▶ **PAGE EXCERPT**:
##########

Comprehensive dbt guidance covering project structure, modeling, testing, CI/CD, and production patterns. Targets Snowflake, BigQuery, and DuckDB. Beginner-friendly with progressive scaling.

When to Use This Skill

Activate when: Creating/modifying dbt models, choosing materializations, structuring layers, setting up tests, CI/CD, sources, Jinja macros, or making analytics engineering decisions.

Don't use for: Basic SQL syntax, warehouse administration, raw pipeline config (Fivetran/Airbyte), BI tool setup.

Scope Constraints

Targets Snowflake, BigQuery, and DuckDB; other warehouses may need adaptation.
Assumes dbt Core 1.6+ or dbt Cloud; earlier versions lack governance features.
Does not cover raw data ingestion, BI tool configuration, or warehouse admin.
Reference files are loaded on demand -- do not pre-load multiple references.

Model Routing

reasoning_demand	preferred	acceptable	minimum
medium	Sonnet	Sonnet, Opus	Sonnet

Core Principles

DRY via ref()/source() -- Never hardcode table names; use ref() or source() exclusively.
Single Source of Truth -- Staging = entry point for raw data; marts = consumer interface.
Idempotent Transformations -- Ensure dbt run is safe to re-execute.
Test Everything -- Every model has at minimum PK uniqueness + not_null tests.
Progressive Complexity -- Start with views/tables; add incremental only when volume demands it.

##########

▶ **SUPPLIED INFORMATION**:
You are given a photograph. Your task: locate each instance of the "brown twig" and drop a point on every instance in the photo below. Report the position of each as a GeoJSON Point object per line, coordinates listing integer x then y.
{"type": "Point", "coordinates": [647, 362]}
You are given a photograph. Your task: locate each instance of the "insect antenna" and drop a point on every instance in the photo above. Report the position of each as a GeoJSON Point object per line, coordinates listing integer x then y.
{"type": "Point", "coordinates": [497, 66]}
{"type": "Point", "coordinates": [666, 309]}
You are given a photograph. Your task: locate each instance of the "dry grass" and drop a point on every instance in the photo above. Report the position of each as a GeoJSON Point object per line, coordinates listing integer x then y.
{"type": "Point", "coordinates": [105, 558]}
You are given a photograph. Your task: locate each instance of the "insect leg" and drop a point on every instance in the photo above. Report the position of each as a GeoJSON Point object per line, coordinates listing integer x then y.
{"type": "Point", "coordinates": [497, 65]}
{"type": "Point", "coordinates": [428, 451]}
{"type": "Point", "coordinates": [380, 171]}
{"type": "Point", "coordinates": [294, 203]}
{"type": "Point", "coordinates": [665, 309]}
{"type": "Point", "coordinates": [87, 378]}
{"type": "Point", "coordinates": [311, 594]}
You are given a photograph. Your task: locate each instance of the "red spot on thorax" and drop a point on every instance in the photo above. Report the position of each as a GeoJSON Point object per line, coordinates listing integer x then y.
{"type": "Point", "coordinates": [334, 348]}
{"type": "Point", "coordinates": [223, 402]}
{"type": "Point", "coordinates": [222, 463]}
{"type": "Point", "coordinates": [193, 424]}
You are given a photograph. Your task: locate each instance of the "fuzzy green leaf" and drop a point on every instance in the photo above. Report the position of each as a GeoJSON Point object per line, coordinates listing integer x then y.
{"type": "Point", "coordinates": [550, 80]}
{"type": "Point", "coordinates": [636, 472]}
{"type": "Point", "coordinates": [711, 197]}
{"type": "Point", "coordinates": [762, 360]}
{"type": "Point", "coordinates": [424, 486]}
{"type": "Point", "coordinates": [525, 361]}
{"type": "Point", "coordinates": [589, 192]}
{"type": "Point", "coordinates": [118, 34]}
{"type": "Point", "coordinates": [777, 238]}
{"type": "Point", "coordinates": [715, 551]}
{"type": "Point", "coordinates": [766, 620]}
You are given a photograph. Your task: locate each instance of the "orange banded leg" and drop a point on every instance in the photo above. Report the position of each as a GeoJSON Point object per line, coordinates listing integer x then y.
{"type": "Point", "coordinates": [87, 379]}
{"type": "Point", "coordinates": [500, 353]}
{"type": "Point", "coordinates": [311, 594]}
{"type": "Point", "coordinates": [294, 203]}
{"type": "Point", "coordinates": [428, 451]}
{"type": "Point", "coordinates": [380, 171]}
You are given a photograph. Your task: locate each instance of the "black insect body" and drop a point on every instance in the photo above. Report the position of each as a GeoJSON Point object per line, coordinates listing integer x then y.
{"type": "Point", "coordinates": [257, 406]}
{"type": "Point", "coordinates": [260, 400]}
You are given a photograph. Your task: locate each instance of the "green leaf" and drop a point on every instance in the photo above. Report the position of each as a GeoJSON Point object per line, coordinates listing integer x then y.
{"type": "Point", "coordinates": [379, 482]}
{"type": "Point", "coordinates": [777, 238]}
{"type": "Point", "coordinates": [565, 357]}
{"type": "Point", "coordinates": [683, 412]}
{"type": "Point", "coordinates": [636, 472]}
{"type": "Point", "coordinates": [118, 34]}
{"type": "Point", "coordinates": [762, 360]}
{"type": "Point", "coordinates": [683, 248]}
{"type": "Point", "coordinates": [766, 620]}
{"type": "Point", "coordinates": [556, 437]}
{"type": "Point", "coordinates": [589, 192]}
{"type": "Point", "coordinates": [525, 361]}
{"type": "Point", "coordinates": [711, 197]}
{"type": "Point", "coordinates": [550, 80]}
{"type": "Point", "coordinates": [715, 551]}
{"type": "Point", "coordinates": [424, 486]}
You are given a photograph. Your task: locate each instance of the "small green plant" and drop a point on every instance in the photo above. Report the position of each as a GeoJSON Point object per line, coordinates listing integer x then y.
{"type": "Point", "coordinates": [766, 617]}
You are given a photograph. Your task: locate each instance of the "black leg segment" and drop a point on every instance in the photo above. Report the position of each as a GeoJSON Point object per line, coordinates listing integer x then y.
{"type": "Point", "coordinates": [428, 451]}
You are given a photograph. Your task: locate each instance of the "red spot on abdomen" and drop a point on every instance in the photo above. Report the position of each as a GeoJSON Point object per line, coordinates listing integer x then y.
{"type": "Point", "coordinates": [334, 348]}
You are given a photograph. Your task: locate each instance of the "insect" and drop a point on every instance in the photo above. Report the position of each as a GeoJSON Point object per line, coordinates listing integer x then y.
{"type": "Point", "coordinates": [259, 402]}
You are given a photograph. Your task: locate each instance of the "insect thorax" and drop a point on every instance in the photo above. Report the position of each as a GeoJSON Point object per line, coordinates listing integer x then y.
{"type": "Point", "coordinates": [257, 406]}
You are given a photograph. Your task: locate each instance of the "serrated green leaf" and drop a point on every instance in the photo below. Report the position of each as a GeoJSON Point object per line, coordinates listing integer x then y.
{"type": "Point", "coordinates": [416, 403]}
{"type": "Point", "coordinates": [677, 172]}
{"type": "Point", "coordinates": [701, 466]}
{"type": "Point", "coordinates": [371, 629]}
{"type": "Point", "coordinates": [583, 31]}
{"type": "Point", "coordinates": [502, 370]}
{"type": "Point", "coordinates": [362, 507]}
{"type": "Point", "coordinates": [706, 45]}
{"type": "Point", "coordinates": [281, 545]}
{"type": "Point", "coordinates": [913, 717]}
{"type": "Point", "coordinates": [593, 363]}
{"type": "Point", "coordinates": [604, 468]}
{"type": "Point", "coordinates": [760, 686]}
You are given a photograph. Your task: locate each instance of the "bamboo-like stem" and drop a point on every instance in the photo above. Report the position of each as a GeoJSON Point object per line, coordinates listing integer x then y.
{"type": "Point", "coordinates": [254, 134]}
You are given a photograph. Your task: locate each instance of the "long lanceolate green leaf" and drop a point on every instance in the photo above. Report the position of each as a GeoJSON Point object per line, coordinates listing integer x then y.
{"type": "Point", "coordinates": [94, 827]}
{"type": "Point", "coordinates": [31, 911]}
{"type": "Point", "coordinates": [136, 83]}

##########

▶ **SET OF TASKS**:
1) From the dbt guidance, write out everything from "Reference files are" down to "or source() exclusively.".
2) Turn the paragraph in the dbt guidance that begins "Activate when:" into a bulleted list that keeps every situation it names.

▶ **EXERCISE ANSWERS**:
1)
Reference files are loaded on demand -- do not pre-load multiple references.

Model Routing

reasoning_demand	preferred	acceptable	minimum
medium	Sonnet	Sonnet, Opus	Sonnet

Core Principles

DRY via ref()/source() -- Never hardcode table names; use ref() or source() exclusively.

2)
- Creating or modifying dbt models
- Choosing materializations
- Structuring layers
- Setting up tests, CI/CD, sources, or Jinja macros
- Making analytics engineering decisions